Task material »
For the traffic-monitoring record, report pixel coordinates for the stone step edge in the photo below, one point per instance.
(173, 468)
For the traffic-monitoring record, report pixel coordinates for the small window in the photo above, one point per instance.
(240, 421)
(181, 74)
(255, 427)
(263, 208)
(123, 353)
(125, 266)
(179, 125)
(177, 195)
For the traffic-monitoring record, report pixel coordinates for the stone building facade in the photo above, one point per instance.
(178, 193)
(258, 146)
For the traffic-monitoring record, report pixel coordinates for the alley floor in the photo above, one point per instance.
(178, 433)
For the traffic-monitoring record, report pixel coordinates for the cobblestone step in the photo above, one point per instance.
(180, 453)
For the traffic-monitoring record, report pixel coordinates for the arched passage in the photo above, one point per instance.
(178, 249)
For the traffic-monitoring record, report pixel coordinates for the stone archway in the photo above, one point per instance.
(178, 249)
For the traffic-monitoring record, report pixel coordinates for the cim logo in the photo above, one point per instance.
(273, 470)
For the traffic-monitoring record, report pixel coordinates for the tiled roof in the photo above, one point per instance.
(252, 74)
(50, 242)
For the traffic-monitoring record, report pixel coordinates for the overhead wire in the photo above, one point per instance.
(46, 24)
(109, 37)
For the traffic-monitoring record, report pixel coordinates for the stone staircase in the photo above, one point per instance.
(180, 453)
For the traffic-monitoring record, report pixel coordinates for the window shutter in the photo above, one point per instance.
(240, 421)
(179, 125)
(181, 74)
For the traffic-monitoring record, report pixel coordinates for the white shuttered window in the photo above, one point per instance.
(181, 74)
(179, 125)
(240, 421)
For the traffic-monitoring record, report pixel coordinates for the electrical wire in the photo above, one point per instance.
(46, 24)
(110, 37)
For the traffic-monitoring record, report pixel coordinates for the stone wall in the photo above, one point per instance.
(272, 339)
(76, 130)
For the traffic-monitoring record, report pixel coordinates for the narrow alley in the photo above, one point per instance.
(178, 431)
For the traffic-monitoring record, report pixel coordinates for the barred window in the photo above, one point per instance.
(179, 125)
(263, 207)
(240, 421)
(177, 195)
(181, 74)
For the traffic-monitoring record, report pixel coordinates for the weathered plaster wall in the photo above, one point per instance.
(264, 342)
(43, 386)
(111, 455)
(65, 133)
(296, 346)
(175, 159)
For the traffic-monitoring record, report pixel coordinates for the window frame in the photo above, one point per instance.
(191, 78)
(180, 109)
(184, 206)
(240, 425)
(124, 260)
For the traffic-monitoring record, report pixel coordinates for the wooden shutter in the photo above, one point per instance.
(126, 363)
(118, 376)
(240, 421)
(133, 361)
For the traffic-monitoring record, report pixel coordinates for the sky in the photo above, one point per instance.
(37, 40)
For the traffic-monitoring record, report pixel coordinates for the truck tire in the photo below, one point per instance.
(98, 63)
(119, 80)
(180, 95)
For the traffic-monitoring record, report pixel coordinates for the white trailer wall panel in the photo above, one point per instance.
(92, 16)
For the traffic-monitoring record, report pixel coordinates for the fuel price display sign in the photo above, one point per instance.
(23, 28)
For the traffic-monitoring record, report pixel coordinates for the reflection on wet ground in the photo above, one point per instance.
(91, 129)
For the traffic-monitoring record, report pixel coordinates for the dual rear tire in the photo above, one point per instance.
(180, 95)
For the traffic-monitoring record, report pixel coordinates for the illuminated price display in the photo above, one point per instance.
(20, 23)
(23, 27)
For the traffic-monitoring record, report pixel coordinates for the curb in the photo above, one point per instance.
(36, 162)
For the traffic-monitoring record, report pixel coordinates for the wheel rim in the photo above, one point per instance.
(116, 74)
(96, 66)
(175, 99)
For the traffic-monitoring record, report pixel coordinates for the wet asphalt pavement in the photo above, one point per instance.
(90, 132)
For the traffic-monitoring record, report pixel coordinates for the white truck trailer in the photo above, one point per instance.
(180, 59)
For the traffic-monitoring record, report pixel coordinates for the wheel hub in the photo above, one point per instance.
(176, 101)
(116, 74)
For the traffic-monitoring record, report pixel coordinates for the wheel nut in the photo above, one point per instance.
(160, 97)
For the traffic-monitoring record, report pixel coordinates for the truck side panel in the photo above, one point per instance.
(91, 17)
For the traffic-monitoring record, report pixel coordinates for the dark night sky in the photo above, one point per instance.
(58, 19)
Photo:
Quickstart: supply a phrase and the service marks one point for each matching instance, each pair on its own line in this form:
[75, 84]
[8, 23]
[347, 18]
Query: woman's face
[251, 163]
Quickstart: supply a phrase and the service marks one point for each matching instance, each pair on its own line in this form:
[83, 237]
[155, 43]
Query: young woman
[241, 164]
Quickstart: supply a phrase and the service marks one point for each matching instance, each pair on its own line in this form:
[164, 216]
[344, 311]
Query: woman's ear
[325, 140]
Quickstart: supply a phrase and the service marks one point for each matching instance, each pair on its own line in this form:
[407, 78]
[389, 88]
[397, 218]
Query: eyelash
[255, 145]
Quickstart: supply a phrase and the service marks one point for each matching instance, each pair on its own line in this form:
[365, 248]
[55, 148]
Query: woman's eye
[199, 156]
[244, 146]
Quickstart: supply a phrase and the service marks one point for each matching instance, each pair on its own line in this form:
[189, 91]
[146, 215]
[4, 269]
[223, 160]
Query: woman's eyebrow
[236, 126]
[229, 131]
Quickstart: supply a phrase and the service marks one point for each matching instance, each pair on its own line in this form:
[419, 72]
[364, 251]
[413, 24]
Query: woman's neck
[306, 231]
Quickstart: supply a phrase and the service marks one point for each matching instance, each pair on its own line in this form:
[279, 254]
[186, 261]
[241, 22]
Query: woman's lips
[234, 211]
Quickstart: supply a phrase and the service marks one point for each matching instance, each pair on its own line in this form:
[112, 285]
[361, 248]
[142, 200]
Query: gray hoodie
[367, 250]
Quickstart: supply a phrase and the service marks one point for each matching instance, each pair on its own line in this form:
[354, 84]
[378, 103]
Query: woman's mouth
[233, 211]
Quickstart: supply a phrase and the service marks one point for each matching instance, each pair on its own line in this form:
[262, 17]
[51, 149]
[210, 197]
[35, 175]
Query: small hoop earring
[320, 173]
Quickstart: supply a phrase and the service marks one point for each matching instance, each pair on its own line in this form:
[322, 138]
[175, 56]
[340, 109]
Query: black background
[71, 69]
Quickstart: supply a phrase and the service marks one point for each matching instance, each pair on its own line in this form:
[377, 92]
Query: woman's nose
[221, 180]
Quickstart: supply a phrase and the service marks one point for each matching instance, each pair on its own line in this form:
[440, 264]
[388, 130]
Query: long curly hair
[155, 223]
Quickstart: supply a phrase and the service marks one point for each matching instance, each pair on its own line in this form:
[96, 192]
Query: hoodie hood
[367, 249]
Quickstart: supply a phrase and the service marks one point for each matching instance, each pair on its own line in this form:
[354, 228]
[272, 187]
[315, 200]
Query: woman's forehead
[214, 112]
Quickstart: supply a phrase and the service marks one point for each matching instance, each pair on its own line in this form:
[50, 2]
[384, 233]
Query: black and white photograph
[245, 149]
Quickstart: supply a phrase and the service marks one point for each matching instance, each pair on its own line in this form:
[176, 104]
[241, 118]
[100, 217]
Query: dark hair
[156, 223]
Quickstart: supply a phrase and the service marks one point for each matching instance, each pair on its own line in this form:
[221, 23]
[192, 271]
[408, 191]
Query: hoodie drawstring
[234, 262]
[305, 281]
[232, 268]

* * *

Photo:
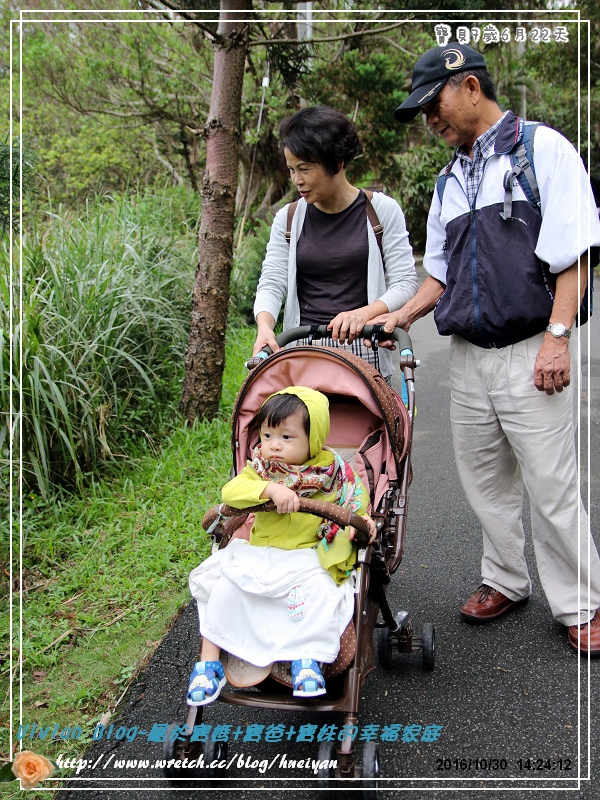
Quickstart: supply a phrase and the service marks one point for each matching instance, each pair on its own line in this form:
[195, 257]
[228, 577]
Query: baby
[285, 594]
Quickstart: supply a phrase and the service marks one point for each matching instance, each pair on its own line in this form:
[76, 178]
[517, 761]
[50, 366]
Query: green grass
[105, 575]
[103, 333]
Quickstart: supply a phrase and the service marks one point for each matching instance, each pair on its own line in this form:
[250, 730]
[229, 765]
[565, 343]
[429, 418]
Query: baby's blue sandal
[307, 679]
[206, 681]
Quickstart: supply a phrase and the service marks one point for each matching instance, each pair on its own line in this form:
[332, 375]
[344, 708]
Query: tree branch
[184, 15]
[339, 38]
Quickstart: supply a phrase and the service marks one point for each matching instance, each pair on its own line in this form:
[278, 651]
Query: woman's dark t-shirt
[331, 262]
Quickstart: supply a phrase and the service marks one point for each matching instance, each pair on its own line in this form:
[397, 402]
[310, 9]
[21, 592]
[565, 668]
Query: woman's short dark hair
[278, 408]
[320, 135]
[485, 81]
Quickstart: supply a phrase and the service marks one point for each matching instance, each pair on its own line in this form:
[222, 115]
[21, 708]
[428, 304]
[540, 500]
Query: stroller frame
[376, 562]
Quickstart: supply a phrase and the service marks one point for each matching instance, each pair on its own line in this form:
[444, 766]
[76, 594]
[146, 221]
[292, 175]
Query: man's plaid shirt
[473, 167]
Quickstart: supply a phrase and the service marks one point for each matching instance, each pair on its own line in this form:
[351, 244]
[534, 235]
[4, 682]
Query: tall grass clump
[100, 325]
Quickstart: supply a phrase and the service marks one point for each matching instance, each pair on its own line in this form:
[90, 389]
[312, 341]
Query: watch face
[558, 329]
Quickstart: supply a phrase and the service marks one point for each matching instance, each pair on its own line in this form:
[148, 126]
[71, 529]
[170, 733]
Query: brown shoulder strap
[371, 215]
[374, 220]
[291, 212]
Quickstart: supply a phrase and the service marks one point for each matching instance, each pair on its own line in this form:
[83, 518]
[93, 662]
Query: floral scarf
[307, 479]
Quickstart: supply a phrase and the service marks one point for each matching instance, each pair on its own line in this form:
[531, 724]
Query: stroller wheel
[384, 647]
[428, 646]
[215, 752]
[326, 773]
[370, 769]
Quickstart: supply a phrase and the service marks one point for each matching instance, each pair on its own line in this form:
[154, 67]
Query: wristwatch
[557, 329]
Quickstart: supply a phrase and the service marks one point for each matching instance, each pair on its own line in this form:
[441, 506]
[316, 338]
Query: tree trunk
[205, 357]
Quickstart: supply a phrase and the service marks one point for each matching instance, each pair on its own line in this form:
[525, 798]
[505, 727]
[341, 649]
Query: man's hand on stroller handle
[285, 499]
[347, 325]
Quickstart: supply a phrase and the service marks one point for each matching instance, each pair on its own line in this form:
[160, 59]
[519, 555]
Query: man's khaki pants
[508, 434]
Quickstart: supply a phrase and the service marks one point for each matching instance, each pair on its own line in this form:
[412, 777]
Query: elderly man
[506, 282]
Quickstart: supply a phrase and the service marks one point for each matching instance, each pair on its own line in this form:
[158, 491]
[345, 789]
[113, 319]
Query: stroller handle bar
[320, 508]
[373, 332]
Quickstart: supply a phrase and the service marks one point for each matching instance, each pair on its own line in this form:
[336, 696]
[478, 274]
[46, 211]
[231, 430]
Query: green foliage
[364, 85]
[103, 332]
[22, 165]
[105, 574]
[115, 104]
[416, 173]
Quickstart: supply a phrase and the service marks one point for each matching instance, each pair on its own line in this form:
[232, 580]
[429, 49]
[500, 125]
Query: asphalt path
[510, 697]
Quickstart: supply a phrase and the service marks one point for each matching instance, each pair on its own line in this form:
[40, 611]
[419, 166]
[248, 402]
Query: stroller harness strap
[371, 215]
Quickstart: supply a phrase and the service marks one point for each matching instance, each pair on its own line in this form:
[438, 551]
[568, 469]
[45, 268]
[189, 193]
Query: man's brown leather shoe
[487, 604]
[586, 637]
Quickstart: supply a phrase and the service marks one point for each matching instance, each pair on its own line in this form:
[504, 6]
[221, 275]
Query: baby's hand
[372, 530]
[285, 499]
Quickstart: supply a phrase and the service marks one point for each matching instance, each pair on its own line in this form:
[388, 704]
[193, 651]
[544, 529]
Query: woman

==

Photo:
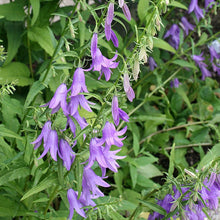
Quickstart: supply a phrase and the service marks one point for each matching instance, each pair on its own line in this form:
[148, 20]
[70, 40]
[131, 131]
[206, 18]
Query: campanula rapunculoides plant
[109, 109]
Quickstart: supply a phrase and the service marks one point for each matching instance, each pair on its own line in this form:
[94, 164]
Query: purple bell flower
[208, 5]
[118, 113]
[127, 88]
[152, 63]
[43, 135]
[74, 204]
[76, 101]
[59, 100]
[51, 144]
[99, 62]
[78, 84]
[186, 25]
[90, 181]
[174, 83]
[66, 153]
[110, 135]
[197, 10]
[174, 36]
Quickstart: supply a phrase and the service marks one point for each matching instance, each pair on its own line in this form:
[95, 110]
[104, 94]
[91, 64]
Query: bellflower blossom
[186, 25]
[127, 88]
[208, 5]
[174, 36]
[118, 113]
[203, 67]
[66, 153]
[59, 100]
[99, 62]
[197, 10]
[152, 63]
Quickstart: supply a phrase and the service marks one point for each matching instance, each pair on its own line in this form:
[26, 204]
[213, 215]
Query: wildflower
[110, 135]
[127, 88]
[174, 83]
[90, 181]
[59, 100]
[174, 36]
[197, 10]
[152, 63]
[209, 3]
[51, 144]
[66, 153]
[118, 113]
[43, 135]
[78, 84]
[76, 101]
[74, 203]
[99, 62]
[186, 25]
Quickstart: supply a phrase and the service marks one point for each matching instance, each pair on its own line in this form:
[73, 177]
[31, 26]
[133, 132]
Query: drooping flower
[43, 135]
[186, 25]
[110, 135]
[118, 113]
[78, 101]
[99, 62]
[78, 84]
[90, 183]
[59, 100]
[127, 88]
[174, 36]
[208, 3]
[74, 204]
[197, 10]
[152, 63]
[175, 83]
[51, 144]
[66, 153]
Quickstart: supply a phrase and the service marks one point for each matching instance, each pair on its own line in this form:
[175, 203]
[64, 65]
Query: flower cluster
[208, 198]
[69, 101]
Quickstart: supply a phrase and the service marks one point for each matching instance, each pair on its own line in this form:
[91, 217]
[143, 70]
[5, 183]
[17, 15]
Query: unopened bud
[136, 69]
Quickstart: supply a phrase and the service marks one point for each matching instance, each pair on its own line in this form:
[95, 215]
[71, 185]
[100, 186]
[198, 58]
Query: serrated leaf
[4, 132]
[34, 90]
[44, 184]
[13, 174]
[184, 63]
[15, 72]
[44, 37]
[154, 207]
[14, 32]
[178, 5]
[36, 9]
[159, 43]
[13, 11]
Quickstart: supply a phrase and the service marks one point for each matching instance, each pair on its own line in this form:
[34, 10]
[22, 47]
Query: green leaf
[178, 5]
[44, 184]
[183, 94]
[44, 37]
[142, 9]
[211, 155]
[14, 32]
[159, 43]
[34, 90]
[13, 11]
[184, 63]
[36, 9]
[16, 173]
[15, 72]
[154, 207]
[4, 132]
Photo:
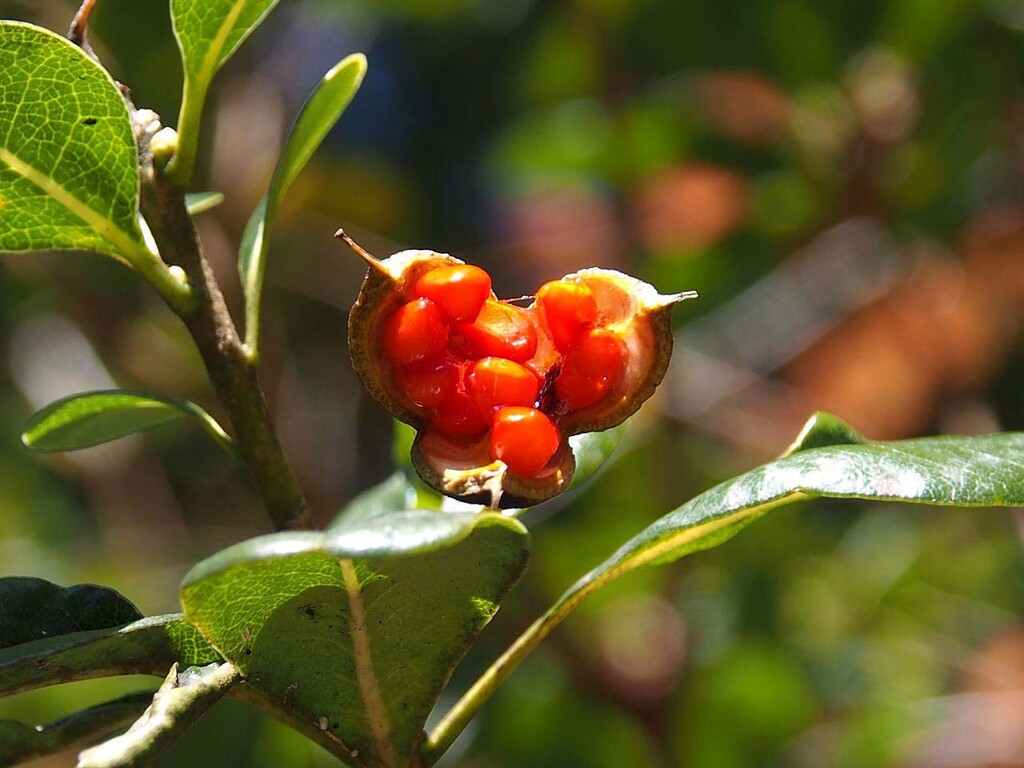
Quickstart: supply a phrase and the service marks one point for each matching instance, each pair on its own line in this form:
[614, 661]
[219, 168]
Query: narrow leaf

Problem to solve »
Return every line of the entries above that contains the string "green", copied in full and in their original order. Treat the match as case-sensitive.

The reply »
Query: green grass
Query: green foliage
Query: green leaf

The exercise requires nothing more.